> **Exercise goal**
Collect all lines below with the string "sign".

> **Exercise materials**
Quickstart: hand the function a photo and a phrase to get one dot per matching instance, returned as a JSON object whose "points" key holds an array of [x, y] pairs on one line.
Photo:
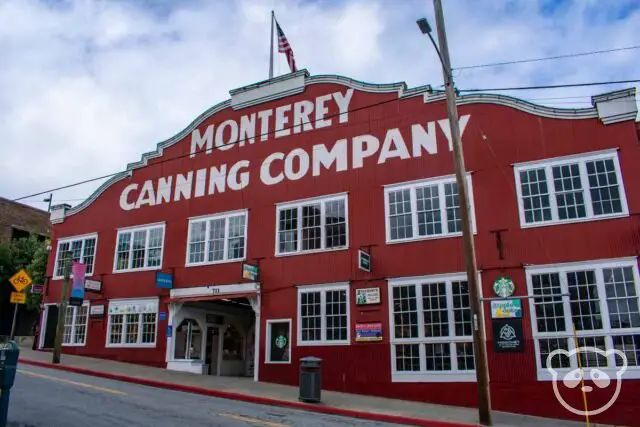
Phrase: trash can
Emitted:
{"points": [[310, 379]]}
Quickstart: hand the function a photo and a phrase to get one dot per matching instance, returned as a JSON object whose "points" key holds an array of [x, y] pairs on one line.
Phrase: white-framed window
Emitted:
{"points": [[323, 314], [75, 325], [425, 209], [139, 248], [312, 225], [132, 323], [431, 329], [570, 189], [598, 300], [217, 238], [80, 249], [278, 348]]}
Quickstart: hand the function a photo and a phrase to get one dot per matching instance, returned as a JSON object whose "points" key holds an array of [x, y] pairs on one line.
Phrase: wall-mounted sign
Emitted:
{"points": [[364, 260], [77, 285], [504, 287], [506, 309], [91, 285], [96, 310], [250, 272], [507, 335], [367, 296], [164, 280], [369, 331]]}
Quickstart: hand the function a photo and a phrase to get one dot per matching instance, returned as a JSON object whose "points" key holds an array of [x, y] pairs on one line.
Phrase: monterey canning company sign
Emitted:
{"points": [[282, 122]]}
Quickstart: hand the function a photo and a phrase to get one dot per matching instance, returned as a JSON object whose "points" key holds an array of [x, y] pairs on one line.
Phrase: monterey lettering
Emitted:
{"points": [[281, 122]]}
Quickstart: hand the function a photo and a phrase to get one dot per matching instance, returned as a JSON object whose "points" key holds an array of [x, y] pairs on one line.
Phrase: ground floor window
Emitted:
{"points": [[431, 329], [75, 325], [595, 301], [132, 323]]}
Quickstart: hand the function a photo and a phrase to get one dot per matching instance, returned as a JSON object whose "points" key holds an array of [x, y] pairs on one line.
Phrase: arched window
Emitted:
{"points": [[188, 339]]}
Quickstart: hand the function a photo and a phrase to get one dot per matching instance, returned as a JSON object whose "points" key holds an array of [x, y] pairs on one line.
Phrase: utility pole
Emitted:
{"points": [[62, 312], [480, 352]]}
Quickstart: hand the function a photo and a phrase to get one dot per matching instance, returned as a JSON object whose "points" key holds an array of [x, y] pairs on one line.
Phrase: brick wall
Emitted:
{"points": [[17, 215]]}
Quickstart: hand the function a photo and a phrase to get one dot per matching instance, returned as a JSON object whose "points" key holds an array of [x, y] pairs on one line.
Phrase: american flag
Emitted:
{"points": [[285, 47]]}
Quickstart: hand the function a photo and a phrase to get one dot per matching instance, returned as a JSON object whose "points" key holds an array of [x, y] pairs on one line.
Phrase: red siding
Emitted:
{"points": [[495, 138]]}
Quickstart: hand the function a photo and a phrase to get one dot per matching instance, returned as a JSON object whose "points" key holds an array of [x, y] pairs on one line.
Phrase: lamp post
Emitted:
{"points": [[480, 352]]}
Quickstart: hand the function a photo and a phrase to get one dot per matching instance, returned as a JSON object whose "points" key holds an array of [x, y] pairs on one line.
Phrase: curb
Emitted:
{"points": [[393, 419]]}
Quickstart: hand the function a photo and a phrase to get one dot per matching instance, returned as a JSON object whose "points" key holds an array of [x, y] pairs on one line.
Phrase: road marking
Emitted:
{"points": [[252, 420], [94, 387]]}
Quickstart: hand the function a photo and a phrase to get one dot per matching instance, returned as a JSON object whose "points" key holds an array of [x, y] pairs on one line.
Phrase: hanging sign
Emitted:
{"points": [[78, 270], [364, 261], [504, 287], [367, 296]]}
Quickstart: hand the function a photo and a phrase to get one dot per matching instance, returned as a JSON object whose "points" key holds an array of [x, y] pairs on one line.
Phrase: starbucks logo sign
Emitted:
{"points": [[504, 287]]}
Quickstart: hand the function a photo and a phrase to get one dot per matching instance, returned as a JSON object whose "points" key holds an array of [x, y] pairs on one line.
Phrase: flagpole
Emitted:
{"points": [[273, 18]]}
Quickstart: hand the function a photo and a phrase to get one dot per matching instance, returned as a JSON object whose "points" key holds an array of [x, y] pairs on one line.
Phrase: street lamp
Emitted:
{"points": [[475, 304]]}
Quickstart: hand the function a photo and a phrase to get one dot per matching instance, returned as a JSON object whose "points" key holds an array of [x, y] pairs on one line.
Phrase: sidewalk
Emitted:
{"points": [[245, 389]]}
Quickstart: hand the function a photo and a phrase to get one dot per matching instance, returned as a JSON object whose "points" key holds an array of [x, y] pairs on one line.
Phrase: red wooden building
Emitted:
{"points": [[297, 175]]}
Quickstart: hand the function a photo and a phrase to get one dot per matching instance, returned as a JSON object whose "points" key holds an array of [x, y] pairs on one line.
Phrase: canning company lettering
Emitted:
{"points": [[281, 122]]}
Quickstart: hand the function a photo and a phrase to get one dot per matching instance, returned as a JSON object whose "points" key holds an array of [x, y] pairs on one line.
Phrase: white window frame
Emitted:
{"points": [[344, 286], [132, 230], [70, 240], [74, 325], [207, 218], [138, 344], [299, 204], [412, 186], [632, 372], [267, 353], [581, 159], [454, 375]]}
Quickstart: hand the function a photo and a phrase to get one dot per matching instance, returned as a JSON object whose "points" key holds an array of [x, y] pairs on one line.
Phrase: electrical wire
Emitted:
{"points": [[547, 58]]}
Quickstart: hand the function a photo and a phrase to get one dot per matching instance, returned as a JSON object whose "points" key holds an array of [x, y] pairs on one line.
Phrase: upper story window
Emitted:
{"points": [[570, 189], [139, 248], [431, 329], [79, 249], [312, 225], [597, 301], [217, 238], [425, 209]]}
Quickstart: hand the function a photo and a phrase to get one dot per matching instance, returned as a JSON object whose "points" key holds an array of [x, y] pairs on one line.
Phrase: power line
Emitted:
{"points": [[547, 58], [328, 117]]}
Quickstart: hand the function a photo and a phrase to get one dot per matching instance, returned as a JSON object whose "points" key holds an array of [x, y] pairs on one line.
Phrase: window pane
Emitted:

> **Response**
Phrase: wall-mounted sign
Phrase: monterey canning company sign
Phrase: hanging sign
Phrase: starbucks logo sign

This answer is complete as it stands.